Start of MATERIAL FOR THIS EXERCISE

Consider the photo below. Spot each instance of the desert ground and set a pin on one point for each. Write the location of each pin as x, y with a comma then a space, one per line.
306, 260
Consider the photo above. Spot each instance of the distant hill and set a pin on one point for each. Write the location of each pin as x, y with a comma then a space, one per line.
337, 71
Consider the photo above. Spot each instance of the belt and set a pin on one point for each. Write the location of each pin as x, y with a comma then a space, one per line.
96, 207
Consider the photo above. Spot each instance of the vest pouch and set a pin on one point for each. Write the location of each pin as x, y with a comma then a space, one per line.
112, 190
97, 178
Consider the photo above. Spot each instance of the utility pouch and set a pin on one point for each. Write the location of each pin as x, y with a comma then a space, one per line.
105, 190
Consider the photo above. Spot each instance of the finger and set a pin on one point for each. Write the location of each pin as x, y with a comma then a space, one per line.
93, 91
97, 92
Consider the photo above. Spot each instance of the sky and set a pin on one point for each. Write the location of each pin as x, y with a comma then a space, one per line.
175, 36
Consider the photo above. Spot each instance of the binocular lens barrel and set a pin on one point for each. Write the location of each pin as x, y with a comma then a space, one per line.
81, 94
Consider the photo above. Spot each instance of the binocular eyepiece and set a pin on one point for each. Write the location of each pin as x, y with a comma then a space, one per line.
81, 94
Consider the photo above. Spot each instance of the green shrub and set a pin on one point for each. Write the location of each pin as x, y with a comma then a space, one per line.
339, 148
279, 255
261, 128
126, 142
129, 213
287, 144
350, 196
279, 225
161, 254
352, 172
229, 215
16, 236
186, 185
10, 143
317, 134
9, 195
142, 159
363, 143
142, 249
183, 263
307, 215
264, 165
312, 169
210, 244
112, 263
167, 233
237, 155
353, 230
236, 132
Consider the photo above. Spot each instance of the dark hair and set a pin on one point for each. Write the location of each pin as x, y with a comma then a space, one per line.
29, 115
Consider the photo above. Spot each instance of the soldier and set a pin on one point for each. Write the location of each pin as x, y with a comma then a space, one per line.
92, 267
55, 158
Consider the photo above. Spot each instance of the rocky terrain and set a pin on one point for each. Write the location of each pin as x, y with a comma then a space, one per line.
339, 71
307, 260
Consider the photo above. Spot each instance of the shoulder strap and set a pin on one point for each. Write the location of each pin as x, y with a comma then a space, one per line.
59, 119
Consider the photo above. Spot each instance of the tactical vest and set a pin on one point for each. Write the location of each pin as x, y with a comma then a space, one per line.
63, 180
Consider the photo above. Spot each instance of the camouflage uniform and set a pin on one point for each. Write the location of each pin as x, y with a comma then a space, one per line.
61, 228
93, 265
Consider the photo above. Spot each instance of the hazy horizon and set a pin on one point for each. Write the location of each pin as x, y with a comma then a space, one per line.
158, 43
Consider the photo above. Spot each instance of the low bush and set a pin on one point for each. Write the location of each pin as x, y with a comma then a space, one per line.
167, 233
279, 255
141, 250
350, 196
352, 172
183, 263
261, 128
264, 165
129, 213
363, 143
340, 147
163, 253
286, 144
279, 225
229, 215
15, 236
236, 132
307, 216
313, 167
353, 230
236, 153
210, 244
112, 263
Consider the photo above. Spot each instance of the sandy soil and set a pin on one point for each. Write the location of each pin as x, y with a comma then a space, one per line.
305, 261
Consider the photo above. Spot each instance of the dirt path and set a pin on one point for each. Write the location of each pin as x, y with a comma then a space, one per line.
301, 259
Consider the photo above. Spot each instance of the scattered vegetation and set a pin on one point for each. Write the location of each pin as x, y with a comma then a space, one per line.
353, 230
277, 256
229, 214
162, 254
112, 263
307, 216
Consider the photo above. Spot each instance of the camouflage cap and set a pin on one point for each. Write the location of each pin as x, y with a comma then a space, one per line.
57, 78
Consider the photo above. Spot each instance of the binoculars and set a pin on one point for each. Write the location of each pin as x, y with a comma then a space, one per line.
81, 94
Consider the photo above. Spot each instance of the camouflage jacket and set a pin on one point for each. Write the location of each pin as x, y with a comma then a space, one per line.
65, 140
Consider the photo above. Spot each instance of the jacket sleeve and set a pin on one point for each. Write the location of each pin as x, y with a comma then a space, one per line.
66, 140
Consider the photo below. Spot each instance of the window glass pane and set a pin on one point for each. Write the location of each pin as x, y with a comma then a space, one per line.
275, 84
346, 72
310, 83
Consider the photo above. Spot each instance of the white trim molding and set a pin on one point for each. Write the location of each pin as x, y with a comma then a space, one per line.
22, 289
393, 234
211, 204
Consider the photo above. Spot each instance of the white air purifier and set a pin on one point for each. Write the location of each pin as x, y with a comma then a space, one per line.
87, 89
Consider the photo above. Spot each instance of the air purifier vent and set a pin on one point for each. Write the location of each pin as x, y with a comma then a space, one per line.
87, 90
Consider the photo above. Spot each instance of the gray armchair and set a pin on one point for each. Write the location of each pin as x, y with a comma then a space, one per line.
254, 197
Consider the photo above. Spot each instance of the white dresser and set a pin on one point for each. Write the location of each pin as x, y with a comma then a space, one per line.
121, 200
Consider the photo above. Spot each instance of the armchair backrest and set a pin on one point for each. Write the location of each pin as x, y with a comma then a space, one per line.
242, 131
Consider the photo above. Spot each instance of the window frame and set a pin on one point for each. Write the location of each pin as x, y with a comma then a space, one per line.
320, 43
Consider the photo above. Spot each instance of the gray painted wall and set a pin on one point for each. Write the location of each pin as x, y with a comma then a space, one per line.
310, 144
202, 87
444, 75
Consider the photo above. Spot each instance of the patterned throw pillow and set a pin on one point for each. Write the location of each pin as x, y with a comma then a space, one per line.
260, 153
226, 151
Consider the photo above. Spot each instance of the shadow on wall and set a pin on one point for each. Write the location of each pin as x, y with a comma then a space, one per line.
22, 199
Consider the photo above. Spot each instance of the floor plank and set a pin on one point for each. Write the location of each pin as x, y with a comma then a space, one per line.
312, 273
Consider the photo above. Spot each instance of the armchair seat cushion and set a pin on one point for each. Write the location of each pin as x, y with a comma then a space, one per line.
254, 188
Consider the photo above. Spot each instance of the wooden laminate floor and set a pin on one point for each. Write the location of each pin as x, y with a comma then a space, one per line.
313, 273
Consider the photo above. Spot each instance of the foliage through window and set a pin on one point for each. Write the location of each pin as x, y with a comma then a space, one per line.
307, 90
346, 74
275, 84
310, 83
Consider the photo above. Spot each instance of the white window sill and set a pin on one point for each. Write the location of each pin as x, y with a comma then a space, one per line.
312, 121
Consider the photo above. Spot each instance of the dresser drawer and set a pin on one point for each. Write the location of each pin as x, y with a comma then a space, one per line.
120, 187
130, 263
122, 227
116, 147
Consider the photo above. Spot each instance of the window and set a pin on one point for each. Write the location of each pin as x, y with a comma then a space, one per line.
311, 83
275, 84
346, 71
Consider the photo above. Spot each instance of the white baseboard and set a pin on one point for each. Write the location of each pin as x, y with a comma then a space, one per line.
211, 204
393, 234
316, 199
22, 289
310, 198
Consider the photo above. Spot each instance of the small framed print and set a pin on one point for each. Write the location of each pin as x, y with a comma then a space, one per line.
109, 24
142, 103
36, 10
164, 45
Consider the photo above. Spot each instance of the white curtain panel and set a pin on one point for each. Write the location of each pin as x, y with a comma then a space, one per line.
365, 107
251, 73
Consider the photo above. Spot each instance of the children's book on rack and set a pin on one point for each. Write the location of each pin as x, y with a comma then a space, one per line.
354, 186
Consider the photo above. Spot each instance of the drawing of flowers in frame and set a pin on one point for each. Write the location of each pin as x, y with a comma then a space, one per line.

End of MATERIAL FOR THIS EXERCISE

EXERCISE DETAILS: What are the lines from the one with "the white baseboard" through the last line of the records above? Quote them exactly and add nothing.

OUTPUT FOR THIS EXERCISE:
Consider the photo above. Spot each instance of the white baseboard and set a pin on one point for each. Write the location of each pin as x, y with a comma then a space, one per line.
211, 204
393, 234
316, 199
22, 289
310, 198
Consider the photo above. Spot each instance of the small framed print and set a pin on one point for each. Write the location of each pin as x, y with a comma then a space, one per line.
109, 24
142, 103
36, 10
164, 45
Consider the photo above. Spot each instance of the white curtain panel and set a pin on one point for each. Write the location of each pin as x, y with a comma then a space, one per line.
365, 107
251, 73
Consider the photo above. Spot each instance of the children's book on rack and set a pin on one point for each. Write the location of each pin as x, y with a comma then a space, one per line.
354, 186
Consider the photo above. Spot each instance of the drawing of flowers in frame and set a pin on one point for each. Write the location of each pin as x, y with a comma then a space, one per line.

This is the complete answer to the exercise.